▶ _Exercise directions_
Update the listing below by changing each "query" to "label" and leaving every other character untouched. Don't include the pictures in the reply.

# Start of Materials provided

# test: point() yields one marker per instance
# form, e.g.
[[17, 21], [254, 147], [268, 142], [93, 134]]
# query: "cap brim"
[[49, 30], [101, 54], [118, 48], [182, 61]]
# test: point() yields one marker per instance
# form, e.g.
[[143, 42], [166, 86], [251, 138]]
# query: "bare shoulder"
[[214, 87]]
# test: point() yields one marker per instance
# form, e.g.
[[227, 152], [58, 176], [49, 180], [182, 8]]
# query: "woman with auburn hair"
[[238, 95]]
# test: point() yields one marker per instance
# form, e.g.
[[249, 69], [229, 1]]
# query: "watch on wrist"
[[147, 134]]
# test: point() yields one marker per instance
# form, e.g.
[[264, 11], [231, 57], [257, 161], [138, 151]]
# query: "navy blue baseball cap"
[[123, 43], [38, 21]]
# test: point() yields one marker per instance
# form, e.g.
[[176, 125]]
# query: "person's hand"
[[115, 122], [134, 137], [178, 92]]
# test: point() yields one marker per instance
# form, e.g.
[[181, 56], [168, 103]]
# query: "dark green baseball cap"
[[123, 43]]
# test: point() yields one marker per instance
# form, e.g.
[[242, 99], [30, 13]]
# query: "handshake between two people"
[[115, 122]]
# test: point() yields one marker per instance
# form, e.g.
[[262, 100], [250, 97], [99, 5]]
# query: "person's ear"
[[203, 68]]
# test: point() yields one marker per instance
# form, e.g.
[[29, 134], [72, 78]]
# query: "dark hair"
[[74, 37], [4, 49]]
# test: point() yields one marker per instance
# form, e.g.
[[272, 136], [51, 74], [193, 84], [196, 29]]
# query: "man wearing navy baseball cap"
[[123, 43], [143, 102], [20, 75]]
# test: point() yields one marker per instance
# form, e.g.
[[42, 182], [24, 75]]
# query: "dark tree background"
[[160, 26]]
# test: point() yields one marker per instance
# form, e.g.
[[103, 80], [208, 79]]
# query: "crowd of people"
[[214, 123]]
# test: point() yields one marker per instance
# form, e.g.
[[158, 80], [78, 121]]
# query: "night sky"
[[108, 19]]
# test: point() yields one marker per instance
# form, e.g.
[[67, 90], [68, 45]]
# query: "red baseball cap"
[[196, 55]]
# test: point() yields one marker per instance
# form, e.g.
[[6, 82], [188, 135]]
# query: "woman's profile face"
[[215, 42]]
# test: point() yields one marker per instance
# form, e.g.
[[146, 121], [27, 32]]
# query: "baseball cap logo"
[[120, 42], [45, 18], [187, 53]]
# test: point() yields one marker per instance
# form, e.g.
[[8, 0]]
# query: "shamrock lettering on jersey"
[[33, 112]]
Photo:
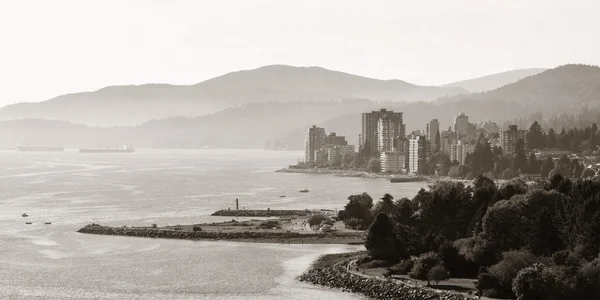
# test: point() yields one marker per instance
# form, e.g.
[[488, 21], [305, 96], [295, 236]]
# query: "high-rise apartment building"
[[315, 140], [392, 162], [490, 127], [472, 132], [461, 125], [432, 131], [369, 137], [509, 138], [447, 138], [389, 128], [417, 154], [332, 140], [459, 151]]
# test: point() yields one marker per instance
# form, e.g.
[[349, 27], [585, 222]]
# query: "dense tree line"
[[576, 140], [537, 241]]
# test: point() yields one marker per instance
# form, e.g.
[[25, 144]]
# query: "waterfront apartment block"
[[389, 128], [508, 138], [321, 156], [490, 127], [332, 140], [417, 154], [337, 152], [432, 131], [459, 151], [461, 125], [315, 140], [393, 162], [369, 137]]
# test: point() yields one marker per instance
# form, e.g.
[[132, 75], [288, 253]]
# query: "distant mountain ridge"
[[134, 104], [494, 81], [556, 95]]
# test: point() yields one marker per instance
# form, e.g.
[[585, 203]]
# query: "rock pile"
[[260, 213], [372, 287]]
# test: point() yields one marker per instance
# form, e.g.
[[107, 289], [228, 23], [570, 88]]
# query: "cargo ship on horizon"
[[40, 148], [125, 149]]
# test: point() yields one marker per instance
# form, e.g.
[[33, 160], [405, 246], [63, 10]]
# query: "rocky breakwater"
[[335, 277], [260, 213], [193, 235]]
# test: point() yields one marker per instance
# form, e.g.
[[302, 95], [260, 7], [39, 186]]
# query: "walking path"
[[351, 267]]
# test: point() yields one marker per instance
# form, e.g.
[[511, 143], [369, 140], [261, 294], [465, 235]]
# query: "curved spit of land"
[[286, 226], [332, 271], [260, 213]]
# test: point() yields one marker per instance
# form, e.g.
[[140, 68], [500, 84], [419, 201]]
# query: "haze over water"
[[70, 190]]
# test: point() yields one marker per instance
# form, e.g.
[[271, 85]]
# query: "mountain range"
[[132, 105], [494, 81], [556, 94]]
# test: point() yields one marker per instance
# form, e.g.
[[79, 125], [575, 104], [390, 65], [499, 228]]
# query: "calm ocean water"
[[70, 190]]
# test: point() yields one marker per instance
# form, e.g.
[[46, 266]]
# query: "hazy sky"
[[48, 48]]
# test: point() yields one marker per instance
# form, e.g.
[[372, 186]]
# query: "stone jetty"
[[265, 236], [260, 213], [191, 235], [335, 277]]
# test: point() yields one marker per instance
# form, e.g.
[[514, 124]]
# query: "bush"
[[374, 165], [536, 282], [588, 173], [437, 274], [380, 241], [316, 220], [402, 268], [507, 174], [354, 223], [269, 224], [376, 263], [423, 265], [507, 269]]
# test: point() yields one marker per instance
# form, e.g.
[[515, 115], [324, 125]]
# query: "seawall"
[[331, 271], [372, 287], [259, 213], [240, 236]]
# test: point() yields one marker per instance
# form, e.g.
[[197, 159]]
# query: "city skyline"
[[176, 42]]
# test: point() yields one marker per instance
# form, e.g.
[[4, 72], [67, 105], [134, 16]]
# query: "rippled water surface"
[[70, 190]]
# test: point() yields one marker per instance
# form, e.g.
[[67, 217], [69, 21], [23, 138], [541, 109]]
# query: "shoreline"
[[247, 236], [333, 271], [357, 174]]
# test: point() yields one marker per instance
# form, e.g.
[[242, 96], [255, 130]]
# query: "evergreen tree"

# End of Materials provided

▶ _Full answer_
# test: point() yields one marker per instance
# form, e.g.
[[17, 21], [254, 147], [268, 142], [93, 134]]
# label: "cap brim"
[[49, 30], [101, 54], [118, 48], [182, 61]]
# test: point() yields one marker per instance
# form, e.g.
[[143, 42], [166, 86], [251, 138]]
# label: "bare shoulder"
[[214, 87]]
# test: point() yields one marker per instance
# form, e.g.
[[227, 152], [58, 176], [49, 180], [182, 8]]
# label: "woman with auburn hair"
[[238, 95]]
# test: point() yields one marker per instance
# form, e.g.
[[249, 69], [229, 1]]
# label: "watch on wrist"
[[147, 134]]
# test: point() yields one marker per instance
# form, e.g.
[[264, 11], [231, 57], [257, 161], [138, 151]]
# label: "navy blue baseball cap"
[[123, 43], [38, 21]]
# test: point() yields one marker per instance
# form, e.g.
[[176, 125]]
# label: "person's hand"
[[115, 122], [134, 137], [178, 92]]
# test: point() yields one marker per instance
# form, e.g.
[[181, 56], [168, 103]]
# label: "dark green baseball cap"
[[123, 43]]
# test: point() yields one marker per instance
# form, e.g.
[[242, 99], [30, 13]]
# label: "handshake between two people"
[[115, 122]]
# test: point() yields one marker per instance
# form, e.g.
[[262, 100], [250, 97], [99, 5]]
# label: "person's ear"
[[203, 68]]
# test: point() yields one marker per instance
# form, e.g.
[[29, 134], [72, 78]]
# label: "dark hair"
[[74, 37], [4, 49]]
# test: point() yields one marker per instance
# form, e.g.
[[272, 136], [51, 74], [193, 84], [196, 29]]
# label: "man wearing navy baseball cap"
[[123, 43], [143, 102], [20, 75]]
# test: point() yields one marker per instance
# form, e.g.
[[42, 182], [24, 75]]
# label: "dark tree background"
[[160, 26]]
# test: point() yields one marker per instance
# form, e.g.
[[103, 80], [208, 79]]
# label: "crowd of people"
[[214, 123]]
# test: point() yields one marker per instance
# form, e.g.
[[158, 80], [78, 121]]
# label: "night sky"
[[108, 19]]
# test: point() yields one marker per instance
# form, e.g.
[[67, 90], [68, 45]]
# label: "red baseball cap"
[[196, 55]]
# test: point() yields one marker per instance
# form, e.g.
[[6, 82], [188, 135]]
# label: "woman's profile face"
[[215, 42]]
# test: point() yields one marker per instance
# form, e.g.
[[146, 121], [27, 32]]
# label: "baseball cap logo"
[[120, 42], [45, 18], [187, 53]]
# test: point() yields one marker per instance
# form, e.g.
[[8, 0]]
# label: "shamrock lettering on jersey"
[[33, 112]]
Photo:
# test: point() yields one marker per instance
# form, e.g.
[[488, 21], [305, 96], [295, 236]]
# label: "high-rise apartment building"
[[315, 140], [392, 162], [490, 127], [472, 132], [461, 125], [432, 131], [369, 137], [509, 138], [447, 138], [389, 128], [417, 154], [332, 140], [459, 151]]
# test: point() yields one marker per instance
# form, e.g.
[[349, 27], [585, 222]]
# label: "dense tree line"
[[576, 140], [537, 241]]
# test: point() yields one marker per instance
# form, e.g.
[[25, 144]]
# label: "waterfront apartment block"
[[389, 128], [508, 138], [321, 156], [490, 127], [332, 140], [417, 154], [337, 152], [432, 131], [459, 151], [461, 125], [315, 140], [393, 162], [369, 137]]
# test: point() yields one marker per instance
# form, e.g.
[[132, 75], [288, 253]]
# label: "distant mountain ridge"
[[134, 104], [494, 81], [556, 95]]
# test: point() yields one marker per instance
# form, e.g.
[[585, 203]]
# label: "rock pile"
[[260, 213], [372, 287]]
# test: point() yields one marker per instance
# form, e.g.
[[107, 289], [228, 23], [570, 88]]
# label: "cargo ship on horizon"
[[40, 148], [125, 149]]
# test: point() yields one marker per instance
# form, e.g.
[[33, 160], [405, 246], [63, 10]]
# label: "rocky breakwater"
[[335, 277], [260, 213], [193, 235]]
# test: point() yields one marker per instance
# form, e.g.
[[302, 95], [260, 7], [39, 186]]
# label: "walking path"
[[351, 267]]
# test: point() yields one marker per instance
# form, e.g.
[[511, 143], [369, 140], [261, 294], [465, 235]]
# label: "curved spit of land"
[[286, 226], [332, 271], [260, 213]]
# test: point() yields one marker per instance
# form, e.g.
[[140, 68], [500, 84], [419, 201]]
# label: "haze over water"
[[70, 190]]
# test: point() yields one marker per instance
# form, e.g.
[[271, 85]]
# label: "mountain range"
[[132, 105], [494, 81], [556, 94]]
# test: point() yields one marker per instance
# form, e.g.
[[79, 125], [575, 104], [390, 65], [499, 228]]
# label: "calm ocean water"
[[70, 190]]
# test: point() yields one marker per instance
# form, e.g.
[[46, 266]]
# label: "hazy sky"
[[48, 48]]
# test: point() yields one marker per instance
# form, e.g.
[[372, 186]]
# label: "stone jetty"
[[265, 236], [260, 213], [191, 235], [335, 277]]
# test: point() yields one marker per instance
# form, e.g.
[[514, 124]]
# label: "bush"
[[374, 165], [536, 282], [588, 173], [437, 274], [380, 241], [316, 220], [402, 268], [507, 174], [354, 223], [269, 224], [376, 263], [423, 265], [507, 269]]
# test: point() yields one marker per instance
# form, e.g.
[[515, 115], [324, 125]]
# label: "seawall"
[[331, 271], [372, 287], [259, 213], [240, 236]]
# test: point() yields one marker per instance
# form, e.g.
[[197, 159]]
# label: "city skyline"
[[176, 42]]
# test: point() yields one marker per instance
# form, e.g.
[[4, 72], [67, 105], [134, 16]]
# label: "rippled water surface"
[[70, 190]]
# test: point() yields one marker per instance
# form, e.g.
[[67, 217], [69, 21], [23, 138], [541, 109]]
# label: "shoreline"
[[247, 236], [333, 271], [357, 174]]
# test: point() yields one marker per instance
# form, e.g.
[[242, 96], [255, 130]]
# label: "evergreen tree"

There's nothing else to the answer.